____ Excerpt provided

I am not going to review Piketty’s book here as I have been asked by the Historical Materialism journal to do a review and I don’t want to steal the thunder from that.  But as that won’t be published for some time, I can’t resist posing a few questions for everybody to consider if they plan to read the 677 pages plus a myriad of statistics and charts offered by Piketty.

The book’s title immediately suggests a reference to Marx’s Capital, written in the 19th century. By implication, Piketty sets out to deliver an analysis of capitalism relevant to the 21st century as an improvement on Marx.

So here are the questions.

Piketty’s definition of capital is different from that of Marx.  Is Piketty’s better, more realistic and appropriate or is Marx’s?  Does it matter?

Piketty presents “two fundamental laws of capitalism”.  Piketty’s laws are different from Marx’s laws of motion of capitalism.  Are they realistic and more compelling in explaining capitalism in the 21st century?

________
____ Dataset records

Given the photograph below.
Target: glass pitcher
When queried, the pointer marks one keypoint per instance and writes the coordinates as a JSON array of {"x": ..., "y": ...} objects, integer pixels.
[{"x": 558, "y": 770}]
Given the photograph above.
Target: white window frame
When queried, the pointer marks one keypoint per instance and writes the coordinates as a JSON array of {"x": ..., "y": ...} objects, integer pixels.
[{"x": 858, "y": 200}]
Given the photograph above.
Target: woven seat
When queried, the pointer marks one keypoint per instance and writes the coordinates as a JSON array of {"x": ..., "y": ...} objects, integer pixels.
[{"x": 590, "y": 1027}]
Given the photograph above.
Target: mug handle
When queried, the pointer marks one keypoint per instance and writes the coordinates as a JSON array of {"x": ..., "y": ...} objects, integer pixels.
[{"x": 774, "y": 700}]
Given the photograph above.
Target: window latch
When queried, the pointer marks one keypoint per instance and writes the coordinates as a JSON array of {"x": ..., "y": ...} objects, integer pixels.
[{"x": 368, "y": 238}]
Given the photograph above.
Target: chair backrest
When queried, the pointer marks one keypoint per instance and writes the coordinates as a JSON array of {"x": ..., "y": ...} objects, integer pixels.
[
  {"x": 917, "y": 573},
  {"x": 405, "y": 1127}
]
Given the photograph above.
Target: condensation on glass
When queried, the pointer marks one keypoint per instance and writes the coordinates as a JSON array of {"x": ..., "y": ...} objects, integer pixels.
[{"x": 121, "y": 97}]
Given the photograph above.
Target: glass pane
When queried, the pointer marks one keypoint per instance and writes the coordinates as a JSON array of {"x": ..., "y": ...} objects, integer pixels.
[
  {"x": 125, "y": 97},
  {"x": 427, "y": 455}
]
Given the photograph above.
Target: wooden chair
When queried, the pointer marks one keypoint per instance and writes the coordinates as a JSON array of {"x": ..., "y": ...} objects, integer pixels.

________

» **Challenge**: Reproduce the excerpt about Piketty's book word for word, beginning at the words that contain "So here are" and stopping after "the 21st century?". These records have no connection to the excerpt about Piketty's book.

» **Problem solution**:
So here are the questions.

Piketty’s definition of capital is different from that of Marx.  Is Piketty’s better, more realistic and appropriate or is Marx’s?  Does it matter?

Piketty presents “two fundamental laws of capitalism”.  Piketty’s laws are different from Marx’s laws of motion of capitalism.  Are they realistic and more compelling in explaining capitalism in the 21st century?